TEXT TO READ >>
The program is academically rigorous. The National Advisory Committee on Accreditation and Institutional Eligibility of the U.S. Department of Education, following an on-site evaluation by a special committee in the fall of 1988. found the program "to be of a very high caliber and comparable to other Master of Arts degree curricula in the United States." The authority to grant a Master's degree to those who complete the program should be provided by Congress during 1991.

The program is quite cost effective (saving civil schooling and PCS costs and using USMA faculty assets); however, the real benefit to the nation is the substantial improvement in the ability to successfully accomplish the mission of the Academy.

Creation of the Performance Enhancement Center

In the fall of 1988, Army's football coach at that time, Jim Young, and one of his team's ofhcer representatives, COL Lou Csoka, an experienced psychologist on the USMA staff and faculty, began a collaboration which developed into a substantial investment by the Military Academy in sports psychology.

EXTRACTED MATERIAL >>

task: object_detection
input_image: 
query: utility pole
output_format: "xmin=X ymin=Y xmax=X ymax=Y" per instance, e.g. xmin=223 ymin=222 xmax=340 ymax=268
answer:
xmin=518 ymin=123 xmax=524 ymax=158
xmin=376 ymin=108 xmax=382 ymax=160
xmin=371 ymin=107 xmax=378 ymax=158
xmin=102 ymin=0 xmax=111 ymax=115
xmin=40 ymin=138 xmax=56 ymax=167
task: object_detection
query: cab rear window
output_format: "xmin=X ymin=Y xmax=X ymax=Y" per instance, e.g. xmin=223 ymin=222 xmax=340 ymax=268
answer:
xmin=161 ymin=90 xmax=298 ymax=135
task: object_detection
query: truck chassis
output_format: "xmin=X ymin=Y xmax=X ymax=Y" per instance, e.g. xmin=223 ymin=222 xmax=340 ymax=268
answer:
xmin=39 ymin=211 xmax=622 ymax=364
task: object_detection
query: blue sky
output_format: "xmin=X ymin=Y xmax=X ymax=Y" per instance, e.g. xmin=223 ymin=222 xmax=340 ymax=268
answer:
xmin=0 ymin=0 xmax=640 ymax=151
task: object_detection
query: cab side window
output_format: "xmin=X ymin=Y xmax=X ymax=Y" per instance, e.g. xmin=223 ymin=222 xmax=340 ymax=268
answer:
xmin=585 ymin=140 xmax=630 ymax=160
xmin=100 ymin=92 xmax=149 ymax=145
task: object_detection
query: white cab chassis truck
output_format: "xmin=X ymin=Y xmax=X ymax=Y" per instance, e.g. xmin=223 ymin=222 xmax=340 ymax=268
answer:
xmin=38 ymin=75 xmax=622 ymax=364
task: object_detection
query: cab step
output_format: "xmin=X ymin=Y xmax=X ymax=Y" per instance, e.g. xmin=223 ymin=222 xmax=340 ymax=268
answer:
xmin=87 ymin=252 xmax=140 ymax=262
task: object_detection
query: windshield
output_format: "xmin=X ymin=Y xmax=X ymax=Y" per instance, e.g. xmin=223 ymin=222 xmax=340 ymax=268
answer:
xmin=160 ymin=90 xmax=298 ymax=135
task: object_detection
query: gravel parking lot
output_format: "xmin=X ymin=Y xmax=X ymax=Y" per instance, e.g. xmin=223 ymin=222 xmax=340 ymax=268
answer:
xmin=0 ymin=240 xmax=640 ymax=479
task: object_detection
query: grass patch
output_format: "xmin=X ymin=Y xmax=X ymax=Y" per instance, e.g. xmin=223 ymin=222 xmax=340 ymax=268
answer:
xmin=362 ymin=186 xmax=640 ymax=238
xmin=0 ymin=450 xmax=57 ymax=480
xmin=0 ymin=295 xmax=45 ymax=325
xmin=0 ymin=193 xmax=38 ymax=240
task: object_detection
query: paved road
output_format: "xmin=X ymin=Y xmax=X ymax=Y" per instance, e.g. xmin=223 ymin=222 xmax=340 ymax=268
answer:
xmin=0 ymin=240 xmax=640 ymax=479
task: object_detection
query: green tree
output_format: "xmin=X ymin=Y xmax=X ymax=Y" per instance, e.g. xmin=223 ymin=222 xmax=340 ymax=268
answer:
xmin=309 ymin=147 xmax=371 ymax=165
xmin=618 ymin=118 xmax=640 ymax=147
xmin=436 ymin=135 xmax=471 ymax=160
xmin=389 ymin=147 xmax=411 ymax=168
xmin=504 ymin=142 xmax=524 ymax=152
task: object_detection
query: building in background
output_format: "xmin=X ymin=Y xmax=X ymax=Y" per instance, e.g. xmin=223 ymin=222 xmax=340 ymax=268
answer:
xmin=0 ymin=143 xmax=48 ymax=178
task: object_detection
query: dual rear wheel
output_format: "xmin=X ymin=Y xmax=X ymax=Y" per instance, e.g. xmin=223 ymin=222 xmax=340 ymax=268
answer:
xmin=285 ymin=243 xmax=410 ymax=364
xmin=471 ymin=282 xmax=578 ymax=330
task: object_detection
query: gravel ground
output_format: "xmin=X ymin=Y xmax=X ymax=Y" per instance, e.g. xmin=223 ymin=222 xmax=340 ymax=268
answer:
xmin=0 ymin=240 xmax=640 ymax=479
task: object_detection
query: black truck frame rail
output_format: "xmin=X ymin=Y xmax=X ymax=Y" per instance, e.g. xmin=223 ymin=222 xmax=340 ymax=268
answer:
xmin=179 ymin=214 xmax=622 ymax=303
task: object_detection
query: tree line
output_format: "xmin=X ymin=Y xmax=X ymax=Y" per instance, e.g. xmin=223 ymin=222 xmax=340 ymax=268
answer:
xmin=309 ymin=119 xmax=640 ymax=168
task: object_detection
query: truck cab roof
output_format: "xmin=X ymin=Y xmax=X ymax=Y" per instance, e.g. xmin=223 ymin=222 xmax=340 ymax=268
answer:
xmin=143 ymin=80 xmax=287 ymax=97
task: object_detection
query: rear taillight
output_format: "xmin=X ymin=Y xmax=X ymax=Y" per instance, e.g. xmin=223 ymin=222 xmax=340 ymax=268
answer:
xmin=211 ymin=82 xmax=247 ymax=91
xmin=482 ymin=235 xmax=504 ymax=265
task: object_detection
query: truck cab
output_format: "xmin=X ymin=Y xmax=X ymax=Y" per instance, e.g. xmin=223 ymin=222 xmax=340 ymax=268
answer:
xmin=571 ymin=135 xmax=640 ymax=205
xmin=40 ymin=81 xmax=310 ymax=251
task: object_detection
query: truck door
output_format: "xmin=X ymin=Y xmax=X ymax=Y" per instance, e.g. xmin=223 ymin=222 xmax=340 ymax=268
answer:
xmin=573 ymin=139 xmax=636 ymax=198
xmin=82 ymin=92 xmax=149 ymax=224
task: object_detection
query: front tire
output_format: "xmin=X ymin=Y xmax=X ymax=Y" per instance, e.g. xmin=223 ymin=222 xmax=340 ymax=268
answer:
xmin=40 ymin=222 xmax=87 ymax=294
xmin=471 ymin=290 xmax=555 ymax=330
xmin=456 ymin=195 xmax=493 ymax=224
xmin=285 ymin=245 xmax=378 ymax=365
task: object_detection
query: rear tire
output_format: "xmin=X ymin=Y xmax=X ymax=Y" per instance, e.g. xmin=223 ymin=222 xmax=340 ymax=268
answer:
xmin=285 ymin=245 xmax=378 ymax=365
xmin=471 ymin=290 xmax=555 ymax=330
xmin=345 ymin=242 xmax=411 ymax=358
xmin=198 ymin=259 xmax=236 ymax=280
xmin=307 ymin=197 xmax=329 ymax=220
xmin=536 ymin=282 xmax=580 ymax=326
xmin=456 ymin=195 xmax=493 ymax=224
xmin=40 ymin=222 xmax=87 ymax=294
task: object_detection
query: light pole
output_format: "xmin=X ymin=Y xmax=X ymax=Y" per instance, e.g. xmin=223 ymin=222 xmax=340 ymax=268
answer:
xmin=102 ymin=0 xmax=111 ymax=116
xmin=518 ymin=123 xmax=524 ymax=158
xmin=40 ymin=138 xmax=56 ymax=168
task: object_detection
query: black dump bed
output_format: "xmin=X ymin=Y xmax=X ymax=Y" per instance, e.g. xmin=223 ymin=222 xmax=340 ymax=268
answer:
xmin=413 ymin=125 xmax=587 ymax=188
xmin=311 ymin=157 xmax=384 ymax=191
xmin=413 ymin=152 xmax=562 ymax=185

PROBLEM SET >>
1. For each statement below, say whether the Military Academy passage supports it. Answer yes or no and quote the deciding words. (a) The program received an on-site evaluation in the fall of 1988. (b) Congress had already granted the authority to award a Master's degree. (c) Jim Young was a psychologist on the USMA staff.
2. Quote the Military Academy passage from "The program is quite" to "in sports psychology.".

IN RESPONSE >>
1.
(a) Yes: "following an on-site evaluation by a special committee in the fall of 1988"
(b) No: "should be provided by Congress during 1991"
(c) No: "Army's football coach at that time, Jim Young"

2.
The program is quite cost effective (saving civil schooling and PCS costs and using USMA faculty assets); however, the real benefit to the nation is the substantial improvement in the ability to successfully accomplish the mission of the Academy.

Creation of the Performance Enhancement Center

In the fall of 1988, Army's football coach at that time, Jim Young, and one of his team's ofhcer representatives, COL Lou Csoka, an experienced psychologist on the USMA staff and faculty, began a collaboration which developed into a substantial investment by the Military Academy in sports psychology.